Lay out every line of the rows below as a Markdown table with the columns "No." and "Line," numbering the lines in order and leaving out blank lines.

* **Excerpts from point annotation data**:

◆ ◆ ◆ ◆ ◆ ◆ ◆

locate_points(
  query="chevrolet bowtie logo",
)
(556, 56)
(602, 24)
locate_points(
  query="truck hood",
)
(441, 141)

◆ ◆ ◆ ◆ ◆ ◆ ◆

* **Final result**:
| No. | Line |
|---|---|
| 1 | locate_points( |
| 2 |   query="chevrolet bowtie logo", |
| 3 | ) |
| 4 | (556, 56) |
| 5 | (602, 24) |
| 6 | locate_points( |
| 7 |   query="truck hood", |
| 8 | ) |
| 9 | (441, 141) |